[Приведённый фрагмент]:
Журнал Русская жизнь - Русский бог (декабрь 2007)
Как почти все в «Даре», слова эти звучали, так сказать, в присутствии Ходасевича. Именно его Набоков назвал «литературным потомком Пушкина по тютчевской линии», именно к нему, непререкаемому мэтру пушкинистики (выведенному в образе поэта Кончеева), приходит с неоконченной второй частью «Дара» Федор Годунов-Чердынцев, - приходит, чтобы прочитать свое окончание пушкинской «Русалки».
Ехидная акварель Юлии Оболенской, рисующая двух собеседников - Ходасевича и Пушкина - в замерзающей Москве, отражала общеизвестный в 1920 году интерес критика к поэту, но намеренно снижала этот интерес до некоей «дружеской ноги». Между тем Ходасевич готовился уже произнести свои знаменитые слова в публицистическом выступлении на Пушкинском вечере в петроградском Доме литераторов 14 февраля 1921 года: «Это мы уславливаемся, каким именем нам аукаться, как нам перекликаться в надвигающемся мраке».
Будто предсказывая, что случится через пятнадцать лет в эмигрантском Париже, Ходасевич призывал сохранить имя Пушкина: «В истории русской литературы уже был момент, когда Писарев „упразднил“ Пушкина, объявив его лишним и ничтожным. (…) Писаревское отношение к Пушкину было неумно и бесвкусно. Однако ж, оно подсказывалось идеями, которые тогда носились в воздухе (…), Писарев выражал взгляд известной части русского общества».
И дальше - с поразительным пророчеством: «Те, на кого опирался Писарев, были людьми небольшого ума и убогого эстетического развития, - но никак не возможно сказать, что это были дурные люди, хулиганы и мракобесы. В исконном расколе русского общества стояли они как раз на той стороне, на которой стояла его лучшая, а не худшая часть».
Собственно говоря, это представление о русской общественности ляжет в основу четвертой главы набоковского «Дара» - главы о Чернышевском, где сатирическому осмеянию подвергнутся идейные предшественники отца - Владимира Дмитриевича Набокова, да и сам отец. И здесь Набоков найдет себе единственного единомышленника - Ходасевича-Кончеева, - кто также противопоставит традициям русской общественности всегда непонимаемого Пушкина.
«Это было, - продолжал Ходасевич свою речь 1921 года, - первое затмение пушкинского солнца. Мне кажется, что недалеко второе. Оно выразится не в такой грубой форме. Пушкин не будет ни осмеян, ни оскорблен. Но - предстоит охлаждение к нему».
Второе затмение Ходасевич связывал с культурным и историческим разрывом эпох, с окопами Первой мировой и наступлением нового языка, когда не только некому будет учиться у «московских просвирен» (как завещал Пушкин), но и самих московских просвирен уже не останется. На встречу с третьим забвением Ходасевич отправился в изгнание.

[Перечень строк]:
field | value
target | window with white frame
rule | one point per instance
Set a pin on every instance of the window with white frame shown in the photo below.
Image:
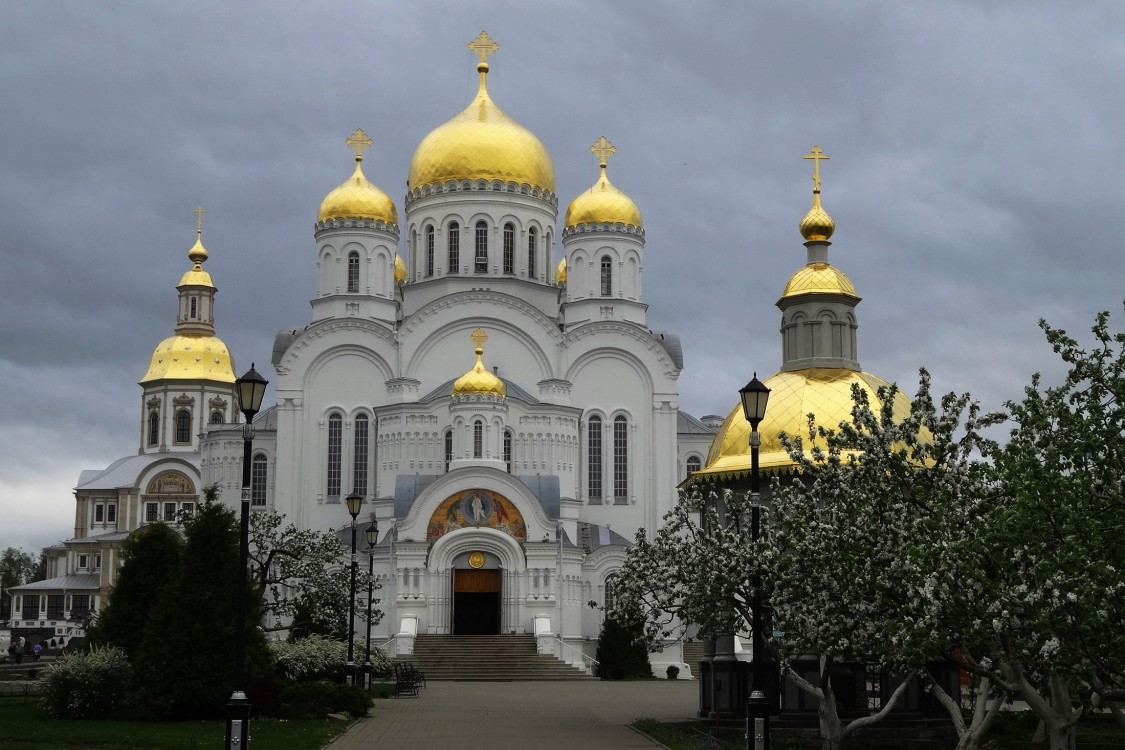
(594, 459)
(353, 271)
(335, 453)
(453, 246)
(259, 468)
(360, 461)
(620, 460)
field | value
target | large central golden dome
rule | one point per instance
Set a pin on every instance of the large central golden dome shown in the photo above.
(822, 391)
(482, 143)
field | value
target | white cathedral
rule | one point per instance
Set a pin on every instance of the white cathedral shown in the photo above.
(504, 412)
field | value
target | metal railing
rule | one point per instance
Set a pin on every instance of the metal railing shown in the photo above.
(588, 663)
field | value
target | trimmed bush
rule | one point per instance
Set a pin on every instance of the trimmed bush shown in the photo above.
(91, 685)
(309, 658)
(314, 699)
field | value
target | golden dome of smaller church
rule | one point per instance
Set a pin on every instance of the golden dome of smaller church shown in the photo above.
(357, 198)
(603, 202)
(482, 143)
(479, 380)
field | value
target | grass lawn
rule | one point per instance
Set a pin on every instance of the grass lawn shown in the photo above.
(1010, 732)
(24, 726)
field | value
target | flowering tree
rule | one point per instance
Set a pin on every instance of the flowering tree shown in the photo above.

[Короткая задача 1]: Когда и где, согласно фрагменту, Ходасевич выступил с речью на Пушкинском вечере?
[Короткая задача 2]: Выведите, пожалуйста, без изменений ту часть фрагмента, что открывается словами «И дальше - с» и завершается словами «всегда непонимаемого Пушкина.».
Строки представляют собой отдельный материал и к фрагменту не относятся.

[Результат 1]: 14 февраля 1921 года, в петроградском Доме литераторов.

[Результат 2]:
И дальше - с поразительным пророчеством: «Те, на кого опирался Писарев, были людьми небольшого ума и убогого эстетического развития, - но никак не возможно сказать, что это были дурные люди, хулиганы и мракобесы. В исконном расколе русского общества стояли они как раз на той стороне, на которой стояла его лучшая, а не худшая часть».
Собственно говоря, это представление о русской общественности ляжет в основу четвертой главы набоковского «Дара» - главы о Чернышевском, где сатирическому осмеянию подвергнутся идейные предшественники отца - Владимира Дмитриевича Набокова, да и сам отец. И здесь Набоков найдет себе единственного единомышленника - Ходасевича-Кончеева, - кто также противопоставит традициям русской общественности всегда непонимаемого Пушкина.